[Document passage]

The Sequence Chat: Hugging Face's Leandro von Werra on StarCoder and Code Generating LLMs

StarCoder is one of the most ambitious code generation foundation models released in recent times.

May 24, 2023

👤 Quick bio

Tell us a bit about yourself: your background, current role, and how you got started in machine learning and data labeling.

I originally did a master's degree in physics focusing on astrophysics, but around that time, I noticed the breakthroughs happening in ML so I decided to switch the focus of my studies towards ML. After finishing my master thesis in ML for precision medicine, I joined a start-up as a data scientist where I worked on a wide range of industry projects. This is also where I met Lewis Tunstall and as language models with BERT and GPT-2 started taking off we decided to start working on a textbook about transformer models and the Hugging Face ecosystem. When reaching out to Hugging Face we met Thomas Wolf, the Chief Science Officer and co-founder at Hugging Face, who joined the project as a co-author. As the book came to an end Lewis and I joined Hugging Face. Since then, I worked as a Machine Learning Engineer in both the open-source and research team working on projects such as Evaluate, TRL, CodeParrot and recently co-leading BigCode research collaboration.

🛠 ML Work

You are part of the StarCoder project, which was recently released by the BigCode community championed by Hugging Face and ServiceNow. Could you walk us through the inspiration and vision for the project?

[/Document passage]
[Extracted entries]

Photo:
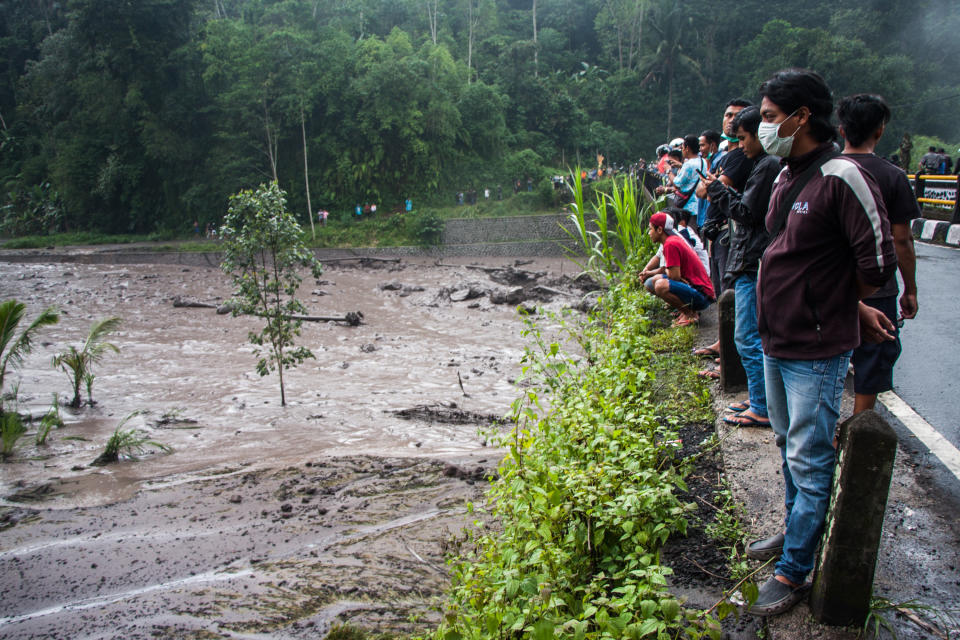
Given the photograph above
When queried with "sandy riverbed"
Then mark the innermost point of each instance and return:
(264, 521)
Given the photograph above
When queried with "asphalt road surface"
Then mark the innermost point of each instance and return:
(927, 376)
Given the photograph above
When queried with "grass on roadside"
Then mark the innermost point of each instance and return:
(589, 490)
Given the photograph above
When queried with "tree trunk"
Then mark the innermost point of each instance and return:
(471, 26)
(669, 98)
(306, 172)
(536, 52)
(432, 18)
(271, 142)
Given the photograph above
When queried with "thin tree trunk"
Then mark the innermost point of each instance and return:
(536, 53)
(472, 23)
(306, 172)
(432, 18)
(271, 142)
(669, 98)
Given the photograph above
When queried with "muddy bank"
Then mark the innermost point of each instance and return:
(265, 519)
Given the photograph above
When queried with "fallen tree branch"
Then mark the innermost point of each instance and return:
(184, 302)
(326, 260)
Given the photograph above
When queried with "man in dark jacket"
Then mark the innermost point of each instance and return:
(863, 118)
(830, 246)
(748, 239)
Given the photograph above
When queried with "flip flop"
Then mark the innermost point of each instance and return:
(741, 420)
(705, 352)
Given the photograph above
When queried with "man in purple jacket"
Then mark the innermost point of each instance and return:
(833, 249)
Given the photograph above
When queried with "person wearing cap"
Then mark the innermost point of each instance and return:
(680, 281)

[/Extracted entries]
[Extracted entries]

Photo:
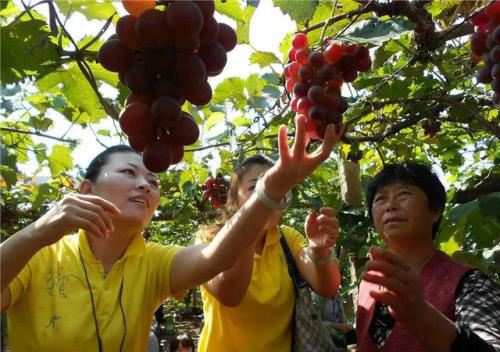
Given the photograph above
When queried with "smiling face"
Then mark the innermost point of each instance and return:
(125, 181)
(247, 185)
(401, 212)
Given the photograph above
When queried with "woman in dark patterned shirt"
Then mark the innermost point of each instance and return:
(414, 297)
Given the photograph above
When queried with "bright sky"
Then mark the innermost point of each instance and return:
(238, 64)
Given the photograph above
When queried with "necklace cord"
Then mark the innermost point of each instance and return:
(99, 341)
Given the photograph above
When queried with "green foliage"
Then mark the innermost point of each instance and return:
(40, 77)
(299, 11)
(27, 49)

[/Extracted entries]

## [Problem A]
In the StarCoder interview, who joined the textbook project as a co-author?
## [Problem B]
Pick up the StarCoder interview after its final line and keep writing it.
The records come from a separate source.

## [Answer box A]
Thomas Wolf, the Chief Science Officer and co-founder at Hugging Face.

## [Answer box B]
Codex and CoPilot had a big impact on the community and developers and can lead to a significant productivity boost in the professional workflow. However, those models are closed source, so you cannot freely adapt them to your use-case or experiment with fine-tuning and you need to send your data to an external API. In addition, there are big open questions around data governance: what data was trained on, what licenses were included, how to attribute sources, and what if you want to be excluded? There are several open models, but they lack CoPilot’s performance and also don’t fully disclaim how the dataset was created and filtered.

The goal of BigCode and subsequently StarCoder was to address these issues and produce a high-performance code model with clear data governance structures. The project is a spiritual successor of BigScience and is run as an open research collaboration where every research or industry expert can join.

The StarCoder release includes two models: StarCoder and StarCoderBase. Why are there two models, and what are the key differences between them?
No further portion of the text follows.